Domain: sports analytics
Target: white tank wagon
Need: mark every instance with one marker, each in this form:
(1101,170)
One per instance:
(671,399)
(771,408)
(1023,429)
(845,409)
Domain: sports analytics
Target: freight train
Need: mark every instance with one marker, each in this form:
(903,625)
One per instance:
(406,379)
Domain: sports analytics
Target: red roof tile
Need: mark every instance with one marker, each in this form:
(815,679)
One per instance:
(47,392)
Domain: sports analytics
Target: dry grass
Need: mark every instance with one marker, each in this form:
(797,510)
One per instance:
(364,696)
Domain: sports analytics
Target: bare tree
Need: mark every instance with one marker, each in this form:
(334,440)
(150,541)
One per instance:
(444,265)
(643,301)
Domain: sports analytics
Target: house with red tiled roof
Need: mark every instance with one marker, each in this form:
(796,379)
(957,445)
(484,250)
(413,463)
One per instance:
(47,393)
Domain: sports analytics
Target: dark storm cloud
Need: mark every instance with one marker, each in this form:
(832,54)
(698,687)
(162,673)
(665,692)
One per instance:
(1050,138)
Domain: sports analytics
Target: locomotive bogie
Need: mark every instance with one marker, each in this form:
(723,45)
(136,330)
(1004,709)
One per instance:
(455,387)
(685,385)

▶ _Set exercise_: Count the lines in the records that contain the string "Target", matching case exactly. Reply with the number alone.

▶ _Result_: 8